Print the listing below word for word, leaving out the pictures.

___ Information ___

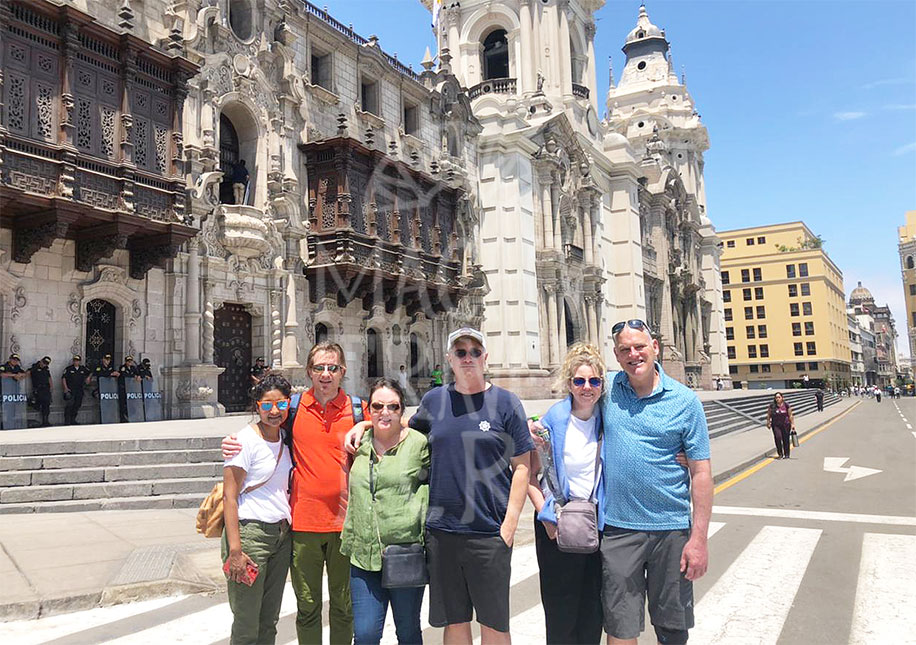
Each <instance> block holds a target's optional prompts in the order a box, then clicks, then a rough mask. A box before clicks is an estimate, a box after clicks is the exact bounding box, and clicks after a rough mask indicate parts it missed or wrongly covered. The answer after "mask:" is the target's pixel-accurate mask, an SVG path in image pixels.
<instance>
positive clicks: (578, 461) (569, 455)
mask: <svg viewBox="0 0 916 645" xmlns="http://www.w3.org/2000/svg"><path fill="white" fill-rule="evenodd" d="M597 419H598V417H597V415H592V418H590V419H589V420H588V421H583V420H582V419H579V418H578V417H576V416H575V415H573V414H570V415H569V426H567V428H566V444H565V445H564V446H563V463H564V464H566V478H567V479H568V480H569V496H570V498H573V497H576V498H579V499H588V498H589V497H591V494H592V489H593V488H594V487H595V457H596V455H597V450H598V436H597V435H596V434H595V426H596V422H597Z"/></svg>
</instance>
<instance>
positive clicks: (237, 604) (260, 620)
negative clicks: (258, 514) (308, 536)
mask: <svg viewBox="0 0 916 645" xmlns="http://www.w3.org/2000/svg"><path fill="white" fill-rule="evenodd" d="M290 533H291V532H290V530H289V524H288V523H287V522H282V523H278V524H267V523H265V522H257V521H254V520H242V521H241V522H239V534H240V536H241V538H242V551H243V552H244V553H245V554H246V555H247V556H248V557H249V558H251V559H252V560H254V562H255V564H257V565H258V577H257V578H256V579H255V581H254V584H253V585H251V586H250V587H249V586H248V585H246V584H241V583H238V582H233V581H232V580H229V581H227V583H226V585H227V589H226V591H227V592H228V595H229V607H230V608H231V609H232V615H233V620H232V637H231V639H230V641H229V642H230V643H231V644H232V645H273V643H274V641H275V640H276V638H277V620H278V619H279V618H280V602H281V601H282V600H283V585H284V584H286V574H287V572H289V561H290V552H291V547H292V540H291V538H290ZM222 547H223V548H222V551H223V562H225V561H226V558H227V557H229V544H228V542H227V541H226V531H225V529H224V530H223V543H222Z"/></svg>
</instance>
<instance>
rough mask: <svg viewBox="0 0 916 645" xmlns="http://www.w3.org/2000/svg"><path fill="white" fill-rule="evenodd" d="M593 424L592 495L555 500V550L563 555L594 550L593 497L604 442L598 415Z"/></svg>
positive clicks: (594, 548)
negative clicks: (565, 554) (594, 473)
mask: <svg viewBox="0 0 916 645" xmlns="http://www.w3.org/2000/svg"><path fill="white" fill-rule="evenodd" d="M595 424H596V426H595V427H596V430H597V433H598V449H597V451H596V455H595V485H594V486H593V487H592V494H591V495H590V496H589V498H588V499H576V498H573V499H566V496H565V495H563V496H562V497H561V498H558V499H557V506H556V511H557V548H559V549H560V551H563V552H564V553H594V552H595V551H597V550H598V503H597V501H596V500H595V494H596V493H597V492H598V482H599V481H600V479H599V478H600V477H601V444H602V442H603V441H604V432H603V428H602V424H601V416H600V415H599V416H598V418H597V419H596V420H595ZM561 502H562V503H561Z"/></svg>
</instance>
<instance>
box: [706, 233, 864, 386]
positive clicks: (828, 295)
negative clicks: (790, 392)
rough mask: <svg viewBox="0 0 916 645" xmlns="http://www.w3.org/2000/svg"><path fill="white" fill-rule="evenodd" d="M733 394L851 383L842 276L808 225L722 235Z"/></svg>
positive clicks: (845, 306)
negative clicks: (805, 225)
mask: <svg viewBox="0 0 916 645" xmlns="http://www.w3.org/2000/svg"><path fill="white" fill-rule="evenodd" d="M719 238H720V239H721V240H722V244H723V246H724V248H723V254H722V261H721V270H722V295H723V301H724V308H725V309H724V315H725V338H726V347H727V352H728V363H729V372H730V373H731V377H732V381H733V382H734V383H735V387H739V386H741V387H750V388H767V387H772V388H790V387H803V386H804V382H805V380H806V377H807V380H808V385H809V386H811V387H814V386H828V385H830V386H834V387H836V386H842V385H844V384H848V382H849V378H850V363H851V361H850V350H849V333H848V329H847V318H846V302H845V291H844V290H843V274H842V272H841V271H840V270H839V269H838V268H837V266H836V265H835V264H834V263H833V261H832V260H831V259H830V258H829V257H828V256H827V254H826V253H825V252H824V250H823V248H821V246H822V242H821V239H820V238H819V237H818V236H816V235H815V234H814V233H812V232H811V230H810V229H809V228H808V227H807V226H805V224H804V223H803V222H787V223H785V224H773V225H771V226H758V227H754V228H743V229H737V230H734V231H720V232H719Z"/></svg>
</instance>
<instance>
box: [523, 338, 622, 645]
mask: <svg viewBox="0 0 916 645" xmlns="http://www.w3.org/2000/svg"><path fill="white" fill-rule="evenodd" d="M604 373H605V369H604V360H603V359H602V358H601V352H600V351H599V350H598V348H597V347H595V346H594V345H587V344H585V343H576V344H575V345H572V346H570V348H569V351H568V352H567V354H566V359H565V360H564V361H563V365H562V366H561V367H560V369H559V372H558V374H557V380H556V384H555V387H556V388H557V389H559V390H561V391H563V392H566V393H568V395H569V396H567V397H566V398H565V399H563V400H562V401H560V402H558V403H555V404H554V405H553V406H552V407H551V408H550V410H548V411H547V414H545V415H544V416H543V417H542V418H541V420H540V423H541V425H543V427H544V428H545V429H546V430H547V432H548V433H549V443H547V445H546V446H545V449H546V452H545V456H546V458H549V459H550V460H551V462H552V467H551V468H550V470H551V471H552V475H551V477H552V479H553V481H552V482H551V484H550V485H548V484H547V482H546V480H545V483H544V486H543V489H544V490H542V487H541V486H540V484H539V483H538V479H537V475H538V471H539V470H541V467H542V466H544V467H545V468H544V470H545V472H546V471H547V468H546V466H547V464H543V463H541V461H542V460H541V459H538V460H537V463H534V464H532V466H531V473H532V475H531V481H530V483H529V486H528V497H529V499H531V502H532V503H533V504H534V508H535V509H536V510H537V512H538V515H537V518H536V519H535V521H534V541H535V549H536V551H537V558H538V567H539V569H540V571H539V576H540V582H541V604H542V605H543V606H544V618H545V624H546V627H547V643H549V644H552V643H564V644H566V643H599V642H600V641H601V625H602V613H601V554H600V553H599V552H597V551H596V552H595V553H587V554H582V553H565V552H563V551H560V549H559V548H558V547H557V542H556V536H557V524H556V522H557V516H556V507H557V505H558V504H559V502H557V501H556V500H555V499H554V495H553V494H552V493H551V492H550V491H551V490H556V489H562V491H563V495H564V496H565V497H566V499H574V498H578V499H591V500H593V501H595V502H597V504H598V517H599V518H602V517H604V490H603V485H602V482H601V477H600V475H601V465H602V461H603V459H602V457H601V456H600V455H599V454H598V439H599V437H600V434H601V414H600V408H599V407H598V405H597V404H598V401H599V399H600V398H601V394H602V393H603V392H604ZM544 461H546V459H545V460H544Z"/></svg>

___

• **Output below**:
Each <instance> block holds a target's optional prompts in the order a box, then clicks, then a rough mask. A box before clicks is an estimate, a box after clicks is the exact bounding box, and clicks after a rough mask indicate parts it missed or wrongly covered. The answer after "mask:" is the target's pixel-accurate mask, an SVG path in image pixels.
<instance>
positive clicks: (578, 461) (569, 455)
mask: <svg viewBox="0 0 916 645" xmlns="http://www.w3.org/2000/svg"><path fill="white" fill-rule="evenodd" d="M597 419H598V417H597V415H592V418H590V419H589V420H588V421H583V420H582V419H579V418H578V417H576V416H575V415H573V414H570V415H569V426H567V428H566V444H565V445H564V446H563V463H564V464H566V478H567V479H568V480H569V496H570V498H573V497H576V498H579V499H588V498H589V497H591V494H592V489H593V488H594V487H595V457H596V455H597V450H598V436H597V435H596V434H595V426H596V422H597Z"/></svg>
</instance>
<instance>
positive clicks: (237, 604) (260, 620)
negative clicks: (258, 514) (308, 536)
mask: <svg viewBox="0 0 916 645" xmlns="http://www.w3.org/2000/svg"><path fill="white" fill-rule="evenodd" d="M290 533H291V532H290V530H289V524H288V523H287V522H282V523H278V524H267V523H265V522H257V521H254V520H242V521H241V522H239V534H240V536H241V538H242V551H243V552H244V553H245V554H246V555H247V556H248V557H249V558H251V559H252V560H254V562H255V564H257V565H258V577H257V578H256V579H255V581H254V584H253V585H251V586H250V587H249V586H248V585H246V584H241V583H238V582H233V581H232V580H229V581H227V583H226V585H227V589H226V591H227V592H228V595H229V607H230V608H231V609H232V615H233V620H232V637H231V639H230V641H229V642H230V643H231V644H232V645H273V643H274V641H275V640H276V638H277V620H278V619H279V618H280V602H281V601H282V600H283V585H284V584H286V574H287V572H289V561H290V552H291V547H292V540H291V538H290ZM222 547H223V548H222V551H223V562H225V561H226V558H227V557H229V544H228V542H227V541H226V531H225V529H224V530H223V543H222Z"/></svg>
</instance>
<instance>
rough mask: <svg viewBox="0 0 916 645" xmlns="http://www.w3.org/2000/svg"><path fill="white" fill-rule="evenodd" d="M593 424L592 495L555 500V550L563 555L594 550L593 497L604 442L598 415Z"/></svg>
positive clicks: (594, 548)
negative clicks: (565, 554) (594, 473)
mask: <svg viewBox="0 0 916 645" xmlns="http://www.w3.org/2000/svg"><path fill="white" fill-rule="evenodd" d="M595 424H596V426H595V427H596V430H597V433H598V449H597V451H596V455H595V485H594V486H593V487H592V494H591V495H590V496H589V498H588V499H576V498H573V499H566V496H565V495H563V496H562V497H561V498H558V499H557V506H556V511H557V548H559V549H560V551H563V552H564V553H594V552H595V551H597V550H598V503H597V501H596V500H595V494H596V493H597V492H598V482H599V481H600V479H599V478H600V477H601V444H602V442H603V441H604V432H603V428H602V424H601V416H600V415H599V416H598V418H597V419H596V420H595ZM561 502H562V503H561Z"/></svg>
</instance>
<instance>
box: [706, 233, 864, 386]
positive clicks: (828, 295)
negative clicks: (790, 392)
rough mask: <svg viewBox="0 0 916 645" xmlns="http://www.w3.org/2000/svg"><path fill="white" fill-rule="evenodd" d="M733 394L851 383L842 276L808 225L722 235Z"/></svg>
positive clicks: (845, 306)
negative clicks: (805, 225)
mask: <svg viewBox="0 0 916 645" xmlns="http://www.w3.org/2000/svg"><path fill="white" fill-rule="evenodd" d="M719 238H720V239H721V240H722V244H723V246H724V248H723V254H722V261H721V270H722V295H723V301H724V308H725V309H724V315H725V338H726V347H727V352H728V363H729V372H730V373H731V377H732V381H733V382H734V383H735V387H739V386H741V387H750V388H767V387H772V388H790V387H803V386H804V382H805V380H806V377H807V380H808V385H809V386H811V387H814V386H828V385H830V386H834V387H836V386H842V385H844V384H848V382H849V378H850V363H851V361H850V350H849V333H848V329H847V318H846V302H845V291H844V290H843V274H842V272H841V271H840V270H839V269H838V268H837V266H836V265H835V264H834V263H833V261H832V260H831V259H830V258H829V257H828V256H827V254H826V253H825V252H824V250H823V248H821V246H822V242H821V239H820V238H819V237H818V236H816V235H815V234H814V233H812V232H811V230H810V229H809V228H808V227H807V226H805V224H804V223H803V222H787V223H785V224H773V225H771V226H758V227H754V228H743V229H737V230H734V231H720V232H719Z"/></svg>
</instance>
<instance>
box: [523, 338, 622, 645]
mask: <svg viewBox="0 0 916 645" xmlns="http://www.w3.org/2000/svg"><path fill="white" fill-rule="evenodd" d="M604 373H605V369H604V360H603V359H602V358H601V352H600V351H599V350H598V348H597V347H595V346H594V345H587V344H585V343H576V344H575V345H572V346H570V348H569V351H568V352H567V354H566V359H565V360H564V361H563V365H562V366H561V367H560V369H559V372H558V374H557V380H556V384H555V387H556V388H557V389H559V390H561V391H563V392H566V393H568V395H569V396H567V397H566V398H565V399H563V400H562V401H560V402H558V403H555V404H554V405H553V406H552V407H551V408H550V410H548V411H547V414H545V415H544V416H543V417H542V418H541V420H540V423H541V425H543V427H544V428H545V429H546V430H547V432H548V433H549V443H547V445H546V446H545V449H546V452H545V456H546V458H549V459H550V460H551V462H552V467H551V468H550V470H551V471H552V475H551V477H552V479H553V481H552V482H551V484H550V485H548V484H547V482H546V480H545V483H544V486H543V489H544V490H542V487H541V486H540V484H539V483H538V479H537V475H538V471H539V470H541V467H542V466H544V467H545V468H544V470H545V472H546V471H547V468H546V466H547V464H543V463H541V461H542V460H541V459H538V460H537V463H534V464H532V466H531V473H532V475H531V481H530V483H529V486H528V497H529V499H531V502H532V503H533V504H534V508H535V509H536V510H537V512H538V515H537V518H536V519H535V521H534V541H535V549H536V551H537V558H538V567H539V569H540V571H539V576H540V582H541V604H542V605H543V606H544V618H545V624H546V627H547V643H549V644H552V643H564V644H566V643H599V642H600V641H601V625H602V613H601V554H600V553H599V552H597V551H596V552H595V553H587V554H582V553H565V552H563V551H560V549H559V548H558V547H557V542H556V536H557V524H556V522H557V516H556V507H557V505H558V504H559V502H557V501H556V500H555V499H554V495H553V494H552V493H551V492H550V491H551V490H556V489H562V491H563V495H564V496H565V497H566V499H574V498H578V499H591V500H593V501H595V502H597V504H598V517H599V518H602V517H604V490H603V485H602V482H601V477H600V475H601V465H602V461H603V459H602V457H601V456H600V455H599V454H598V439H599V437H600V434H601V414H600V408H599V407H598V405H597V404H598V401H599V399H600V398H601V394H602V393H603V392H604ZM544 461H546V459H545V460H544Z"/></svg>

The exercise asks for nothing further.